• **Reading passage**

——

No Mercy / No Malice

Hubris

Data supports it. In the past three decades, the share of U.S. wealth held by the top 1% has gone from 24% to 32%. Like most cliches, “the rich get richer” became a cliche because it’s true… of money, and power. The powerful tend to aggregate more power, incumbents get reelected 90% of the time.

It makes sense. Money buys you power and influence, which begets more money, which buys more power and influence. This is the basis of capital accumulation and wealth creation — a virtuous upward cycle. It’s also the reason we (should) have progressive taxes and regulation: to prevent the natural order of economics from doing its thing, making rich people richer and poor people poorer.

What makes less sense? Why does one person or firm not have all the power? Why don’t a few families control all the wealth, one or two governments control the globe? Why isn’t there a president of Earth? As much as it seems that power and wealth are centralized, the world’s richest man owns just 0.04% of the world’s net worth.

——

• **Material for the task**
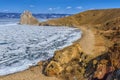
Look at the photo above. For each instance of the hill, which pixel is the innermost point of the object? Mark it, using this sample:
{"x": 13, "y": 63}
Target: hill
{"x": 105, "y": 25}
{"x": 91, "y": 17}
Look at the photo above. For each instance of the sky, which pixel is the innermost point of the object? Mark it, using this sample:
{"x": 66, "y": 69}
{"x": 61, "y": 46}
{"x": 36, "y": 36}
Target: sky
{"x": 56, "y": 6}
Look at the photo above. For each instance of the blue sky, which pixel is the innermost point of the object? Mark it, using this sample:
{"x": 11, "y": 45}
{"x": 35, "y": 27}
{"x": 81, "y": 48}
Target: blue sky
{"x": 56, "y": 6}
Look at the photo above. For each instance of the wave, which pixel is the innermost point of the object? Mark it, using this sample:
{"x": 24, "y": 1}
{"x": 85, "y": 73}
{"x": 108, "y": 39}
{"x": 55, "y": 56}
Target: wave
{"x": 23, "y": 46}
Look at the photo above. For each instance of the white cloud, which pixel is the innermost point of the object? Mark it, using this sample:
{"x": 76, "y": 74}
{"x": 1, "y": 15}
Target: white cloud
{"x": 68, "y": 7}
{"x": 79, "y": 7}
{"x": 5, "y": 10}
{"x": 31, "y": 6}
{"x": 51, "y": 9}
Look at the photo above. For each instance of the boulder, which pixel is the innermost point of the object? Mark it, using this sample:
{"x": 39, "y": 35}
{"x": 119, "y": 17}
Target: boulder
{"x": 67, "y": 54}
{"x": 28, "y": 19}
{"x": 63, "y": 60}
{"x": 53, "y": 68}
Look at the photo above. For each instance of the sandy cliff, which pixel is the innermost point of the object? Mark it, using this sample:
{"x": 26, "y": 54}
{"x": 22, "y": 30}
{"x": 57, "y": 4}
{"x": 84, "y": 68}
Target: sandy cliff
{"x": 95, "y": 55}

——

• **To be done**
1: Answer these questions from the hubris passage.
(a) Over the past three decades, how has the share of U.S. wealth held by the top 1% changed?
(b) How often do incumbents get reelected?
(c) What share of the world's net worth does the world's richest man own?
2: Copy the rows line for line, from the line containing "Look at the photo above. For each instance of the white" through the end of the rows, including both ends.
The hubris passage and the rows come from separate sources.

• **Set of answers**
1:
(a) It rose from 24% to 32%.
(b) 90% of the time.
(c) 0.04%.

2:
Look at the photo above. For each instance of the white cloud, which pixel is the innermost point of the object? Mark it, using this sample:
{"x": 76, "y": 74}
{"x": 1, "y": 15}
Target: white cloud
{"x": 68, "y": 7}
{"x": 79, "y": 7}
{"x": 5, "y": 10}
{"x": 31, "y": 6}
{"x": 51, "y": 9}
Look at the photo above. For each instance of the boulder, which pixel is the innermost point of the object? Mark it, using this sample:
{"x": 39, "y": 35}
{"x": 119, "y": 17}
Target: boulder
{"x": 67, "y": 54}
{"x": 28, "y": 19}
{"x": 63, "y": 60}
{"x": 53, "y": 68}
Look at the photo above. For each instance of the sandy cliff, which pixel is the innermost point of the object? Mark it, using this sample:
{"x": 26, "y": 54}
{"x": 22, "y": 30}
{"x": 57, "y": 4}
{"x": 84, "y": 68}
Target: sandy cliff
{"x": 95, "y": 55}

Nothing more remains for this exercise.